*WORK REQUEST:* Render into German the following sentence from the forum post on shared configuration file access: "How am I supposed to block the executables from accessing the config file at the same time?"

*PROVIDED TEXT:*

++++++++

I'm developing a system of executables which run together (and communicate via ROS). I have a .json configuration file which is common for all the executables and a libCommon.so which is a library of functions to read certain values from the .json. The library is linked statically to all the executables in CMakeLists.txt:

set(NAME exec1)
target_link_libraries(${NAME} ... Common)

As the system is launching, all the execs need to start one after another - something like that in bash script:

./exec1 & ./exec2

etc.

The problem

The .json parser which I use is giving me assertion errors which I found out to be symptoms of the executables running their constructors and accessing the same config file at once;

So, I have tried some stuff with a global mutex (std::mutex busy), which is declared in the header and defined in cpp of the libCommon.so. Then, it is locked on entry of every function and unlocked before return statement:

Common.h

namespace jsonFunctions
{
extern std::mutex busy;
namespace ROS
{
extern double readRosRate( configFiles::fileID configID );
}
...
}
class ConfigFile
{
public:
    ConfigFile( configFiles::fileID configID )
    {
        configFileFstream.open( configFiles::filePaths.at( configID ) );
        if( configFileFstream.is_open() )
        {
            parsedFile.parse( configFileFstream );
        }
    }
    ~ConfigFile()
    {
        configFileFstream.close();
    }

public:
    jsonxx::Object parsedFile;
    
private:
    std::fstream configFileFstream;
};

Common.cpp

namespace jsonFunctions
{
std::mutex busy;
namespace ROS
{
double readRosRate( configFiles::fileID configID )
{

busy.lock();
ConfigFile* desiredConfigFile = new ConfigFile( configID );

auto rosConfig = desiredConfigFile->parsedFile.get< jsonxx::Object >( "ROS" );

delete desiredConfigFile;
busy.unlock();
return rosConfig.get< jsonxx::Number >( "rate" );
}

But this doesn't work. How am I supposed to block the executables from accessing the config file at the same time?

++++++++

*DATA PROVIDED:*
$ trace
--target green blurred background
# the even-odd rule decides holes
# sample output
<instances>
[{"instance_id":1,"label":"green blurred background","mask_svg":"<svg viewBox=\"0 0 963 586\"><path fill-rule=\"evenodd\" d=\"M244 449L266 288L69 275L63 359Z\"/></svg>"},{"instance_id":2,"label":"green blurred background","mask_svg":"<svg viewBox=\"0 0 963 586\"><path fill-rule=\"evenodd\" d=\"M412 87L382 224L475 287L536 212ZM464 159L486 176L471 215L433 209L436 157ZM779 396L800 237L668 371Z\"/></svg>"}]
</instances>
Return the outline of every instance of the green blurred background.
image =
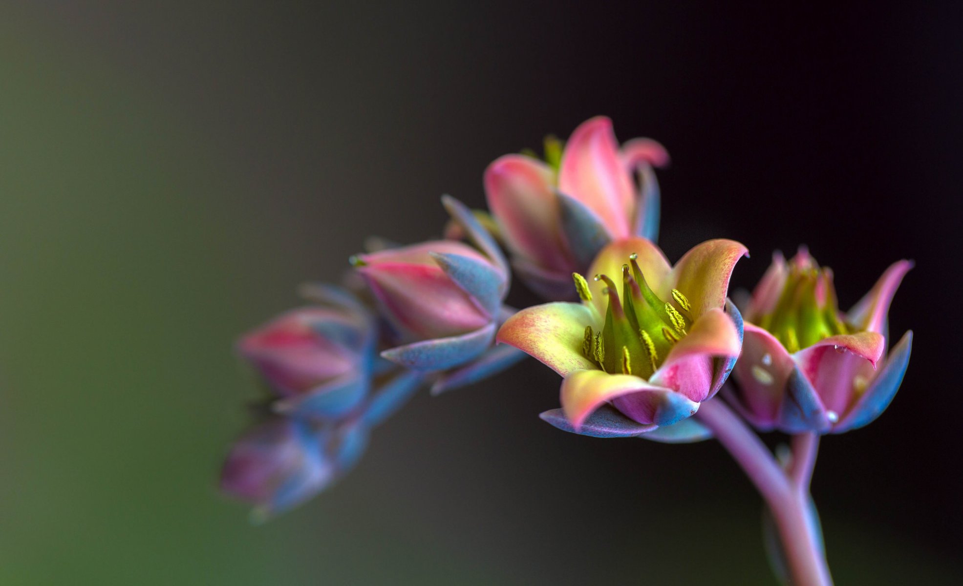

++++++++

*COMPLETED TASK:* Wie soll ich verhindern, dass die ausführbaren Dateien gleichzeitig auf die Konfigurationsdatei zugreifen?